» **REQUIREMENTS**
Report how many lines in the rows below contain the string "glass", treating case as significant. Give only the number.

» **TASK INPUT**
* * * * * * * * *
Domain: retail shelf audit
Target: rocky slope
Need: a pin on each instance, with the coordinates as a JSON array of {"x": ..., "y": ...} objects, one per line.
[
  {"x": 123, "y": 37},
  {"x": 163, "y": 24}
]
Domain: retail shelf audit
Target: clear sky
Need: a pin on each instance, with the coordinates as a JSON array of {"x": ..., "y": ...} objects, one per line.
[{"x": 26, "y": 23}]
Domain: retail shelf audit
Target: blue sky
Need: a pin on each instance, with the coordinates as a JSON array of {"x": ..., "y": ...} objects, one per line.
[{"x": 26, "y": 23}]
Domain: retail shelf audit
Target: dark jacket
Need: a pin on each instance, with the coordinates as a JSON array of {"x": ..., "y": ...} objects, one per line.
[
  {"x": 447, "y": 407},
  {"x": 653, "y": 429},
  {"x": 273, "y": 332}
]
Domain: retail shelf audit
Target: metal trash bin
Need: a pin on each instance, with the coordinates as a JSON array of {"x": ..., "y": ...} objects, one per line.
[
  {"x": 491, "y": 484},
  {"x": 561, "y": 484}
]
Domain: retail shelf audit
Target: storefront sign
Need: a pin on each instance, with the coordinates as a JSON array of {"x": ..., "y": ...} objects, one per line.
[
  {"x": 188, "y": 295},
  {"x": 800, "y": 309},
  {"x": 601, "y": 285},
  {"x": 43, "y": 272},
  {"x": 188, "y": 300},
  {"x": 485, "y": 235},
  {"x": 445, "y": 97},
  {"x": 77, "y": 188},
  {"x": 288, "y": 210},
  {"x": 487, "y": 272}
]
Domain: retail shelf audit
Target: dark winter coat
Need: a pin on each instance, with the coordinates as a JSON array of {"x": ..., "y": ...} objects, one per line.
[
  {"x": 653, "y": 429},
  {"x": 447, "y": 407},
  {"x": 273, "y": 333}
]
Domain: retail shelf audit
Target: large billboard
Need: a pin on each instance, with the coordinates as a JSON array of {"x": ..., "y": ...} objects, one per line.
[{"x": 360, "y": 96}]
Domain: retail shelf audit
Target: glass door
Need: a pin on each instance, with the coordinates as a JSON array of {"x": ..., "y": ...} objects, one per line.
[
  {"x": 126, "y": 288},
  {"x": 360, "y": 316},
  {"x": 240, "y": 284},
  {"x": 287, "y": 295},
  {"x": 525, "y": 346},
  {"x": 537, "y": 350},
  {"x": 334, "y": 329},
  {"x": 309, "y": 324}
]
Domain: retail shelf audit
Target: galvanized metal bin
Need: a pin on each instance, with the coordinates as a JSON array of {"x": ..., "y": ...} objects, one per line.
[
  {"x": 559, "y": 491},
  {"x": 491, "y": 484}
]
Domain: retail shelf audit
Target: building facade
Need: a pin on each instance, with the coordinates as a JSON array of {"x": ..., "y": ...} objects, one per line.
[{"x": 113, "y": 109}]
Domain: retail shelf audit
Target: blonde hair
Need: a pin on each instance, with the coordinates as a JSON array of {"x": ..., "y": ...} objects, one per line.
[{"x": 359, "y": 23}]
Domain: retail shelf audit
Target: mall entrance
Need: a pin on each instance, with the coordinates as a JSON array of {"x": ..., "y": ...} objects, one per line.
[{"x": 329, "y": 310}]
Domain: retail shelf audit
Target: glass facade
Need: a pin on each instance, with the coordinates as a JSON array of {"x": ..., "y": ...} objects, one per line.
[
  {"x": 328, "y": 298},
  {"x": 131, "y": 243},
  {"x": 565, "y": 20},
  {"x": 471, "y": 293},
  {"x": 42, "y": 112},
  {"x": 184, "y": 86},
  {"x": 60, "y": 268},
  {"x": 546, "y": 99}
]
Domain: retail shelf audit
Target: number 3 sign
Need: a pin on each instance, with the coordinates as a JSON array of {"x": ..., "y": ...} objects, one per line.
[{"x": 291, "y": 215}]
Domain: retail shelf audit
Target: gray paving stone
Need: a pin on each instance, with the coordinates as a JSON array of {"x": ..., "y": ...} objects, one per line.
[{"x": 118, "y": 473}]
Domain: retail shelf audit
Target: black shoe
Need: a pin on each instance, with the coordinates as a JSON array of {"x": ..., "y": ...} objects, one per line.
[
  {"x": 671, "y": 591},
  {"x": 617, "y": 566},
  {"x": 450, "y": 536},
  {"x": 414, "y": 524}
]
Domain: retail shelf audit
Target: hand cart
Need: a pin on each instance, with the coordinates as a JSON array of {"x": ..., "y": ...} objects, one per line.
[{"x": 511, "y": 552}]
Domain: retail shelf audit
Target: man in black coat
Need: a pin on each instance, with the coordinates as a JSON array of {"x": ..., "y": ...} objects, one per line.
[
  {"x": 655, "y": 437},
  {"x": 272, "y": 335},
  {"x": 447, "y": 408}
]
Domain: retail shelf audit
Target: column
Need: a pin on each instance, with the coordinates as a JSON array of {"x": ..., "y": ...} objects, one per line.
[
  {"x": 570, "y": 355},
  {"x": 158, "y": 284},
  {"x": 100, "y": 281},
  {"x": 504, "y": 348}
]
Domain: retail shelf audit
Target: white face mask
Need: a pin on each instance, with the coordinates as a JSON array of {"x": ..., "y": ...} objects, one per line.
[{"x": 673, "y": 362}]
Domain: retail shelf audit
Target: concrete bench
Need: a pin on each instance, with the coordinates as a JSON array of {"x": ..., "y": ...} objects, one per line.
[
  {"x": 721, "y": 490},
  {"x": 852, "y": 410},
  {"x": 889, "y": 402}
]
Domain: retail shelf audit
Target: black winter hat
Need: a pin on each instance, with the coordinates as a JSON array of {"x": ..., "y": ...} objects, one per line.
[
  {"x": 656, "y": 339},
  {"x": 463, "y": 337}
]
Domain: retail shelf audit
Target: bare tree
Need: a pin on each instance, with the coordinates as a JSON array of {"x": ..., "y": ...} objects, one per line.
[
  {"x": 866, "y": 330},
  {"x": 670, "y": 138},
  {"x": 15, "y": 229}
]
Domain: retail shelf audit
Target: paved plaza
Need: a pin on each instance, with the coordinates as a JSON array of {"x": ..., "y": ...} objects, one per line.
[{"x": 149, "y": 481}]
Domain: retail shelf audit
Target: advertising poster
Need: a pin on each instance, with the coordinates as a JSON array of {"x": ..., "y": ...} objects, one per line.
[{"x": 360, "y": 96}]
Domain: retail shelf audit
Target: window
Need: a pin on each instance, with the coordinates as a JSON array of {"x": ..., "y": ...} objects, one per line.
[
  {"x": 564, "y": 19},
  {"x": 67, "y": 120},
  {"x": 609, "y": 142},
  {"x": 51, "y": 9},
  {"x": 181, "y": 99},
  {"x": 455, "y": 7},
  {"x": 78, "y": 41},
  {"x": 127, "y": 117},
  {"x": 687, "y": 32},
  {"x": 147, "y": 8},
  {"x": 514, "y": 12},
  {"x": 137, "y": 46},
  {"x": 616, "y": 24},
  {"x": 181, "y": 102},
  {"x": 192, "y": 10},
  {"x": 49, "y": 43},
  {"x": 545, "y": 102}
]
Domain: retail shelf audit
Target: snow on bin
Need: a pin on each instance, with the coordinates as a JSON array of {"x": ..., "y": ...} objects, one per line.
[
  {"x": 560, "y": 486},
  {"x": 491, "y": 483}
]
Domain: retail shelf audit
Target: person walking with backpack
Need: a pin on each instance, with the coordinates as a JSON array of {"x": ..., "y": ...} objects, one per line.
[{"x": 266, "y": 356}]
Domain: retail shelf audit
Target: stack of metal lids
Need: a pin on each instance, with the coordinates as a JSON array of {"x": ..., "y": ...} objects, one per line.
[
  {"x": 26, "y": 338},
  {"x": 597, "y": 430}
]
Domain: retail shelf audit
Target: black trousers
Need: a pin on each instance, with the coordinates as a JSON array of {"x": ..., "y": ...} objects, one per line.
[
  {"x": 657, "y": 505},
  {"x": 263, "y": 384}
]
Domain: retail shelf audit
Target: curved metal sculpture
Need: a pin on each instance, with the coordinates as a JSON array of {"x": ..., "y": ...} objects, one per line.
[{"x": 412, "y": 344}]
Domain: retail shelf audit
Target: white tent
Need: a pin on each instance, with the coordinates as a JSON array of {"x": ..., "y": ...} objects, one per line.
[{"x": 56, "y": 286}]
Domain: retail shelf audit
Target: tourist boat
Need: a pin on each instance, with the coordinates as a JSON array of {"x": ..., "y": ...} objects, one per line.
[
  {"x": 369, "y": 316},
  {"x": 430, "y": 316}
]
* * * * * * * * *
» **RESULT BELOW**
2